→ WORK TO COMPLETE
[1] According to the Dodd-Frank article, when did Congress pass the Dodd-Frank financial-reform law?
[2] Pick up the Dodd-Frank article after its last sentence and continue it.

→ DOCUMENT SECTION
......

Dodd-Frank: Money Never Sleeps
Mini Teaser: A bloated reform that won't prevent another financial crisis—and might even trigger a fresh one.
PRESIDENT OBAMA and Congress continue to wrestle with competing ideas to fix America’s housing crisis, ranging from abolishing Fannie Mae and Freddie Mac to introducing new regulations for repairing the rickety mortgage-financing system years after it crashed. To understand the enduring nature of today’s housing-system mess, it is not really necessary to do much more than to look backward. To look, that is, at the careers of two former prominent politicians, each of whom has played an integral role in American finance in recent decades.
The first is former Connecticut senator Chris Dodd; the other is former Massachusetts representative Barney Frank. Both men have a lot in common. Both are Democrats. Both were influential members of their chambers’ banking and financial-services panels (they chaired their respective committees when Congress passed the Dodd-Frank financial-reform law in July 2010). Both personified the cozy tripartite relationship involving big banks, big housing and big government. And both pooh-poohed the skeptics and stoutly defended Fannie Mae and Freddie Mac—long after many experts were warning that those huge government-sponsored enterprises (GSEs) had overextended themselves in the frothy U.S. housing market before the crash.

......

→ INFORMATION PROVIDED
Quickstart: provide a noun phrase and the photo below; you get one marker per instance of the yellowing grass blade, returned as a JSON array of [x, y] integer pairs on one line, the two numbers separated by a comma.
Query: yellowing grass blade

......

→ THE REPLIES
[1] July 2010.

[2]
When it came to listening to dissenting voices, Frank was a bully and proud of it. During one subcommittee hearing, when Congressional Budget Office director Robert Reischauer expressed concerns about taxpayer liabilities if Fannie and Freddie encountered financial difficulty, Frank responded so vehemently that the subcommittee chairman, the gentlemanly Texan Henry B. Gonzalez, admonished him to stop badgering the witness. His propinquity to Fannie Mae was manifest when the company hired his domestic partner upon his graduation from business school at Dartmouth and in the $75,000 that Fannie donated to a Boston nonprofit group cofounded by Frank’s mother. As Gretchen Morgenson and Joshua Rosner observe in their 2011 book, Reckless Endangerment, “Frank was a perpetual protector of Fannie, and those in his orbit were rewarded by the company.”
And what about Dodd? He, too, defended Fannie and Freddie, denying that they were in serious financial straits even after Treasury Secretary Hank Paulson sought to augment capital and regulatory requirements for the GSEs as part of a bailout package. Dodd promoted legislation to assist troubled subprime-mortgage lenders such as California-based Countrywide Financial when they faced collapse after the housing bubble burst. It later turned out that he had accepted below-market mortgage rates from Countrywide for refinancing his Washington and Connecticut homes. The Senate Ethics Committee concluded that, while Dodd had not knowingly pursued special treatment, he should have investigated the matter when he discovered that Countrywide had placed him in a special category of customers.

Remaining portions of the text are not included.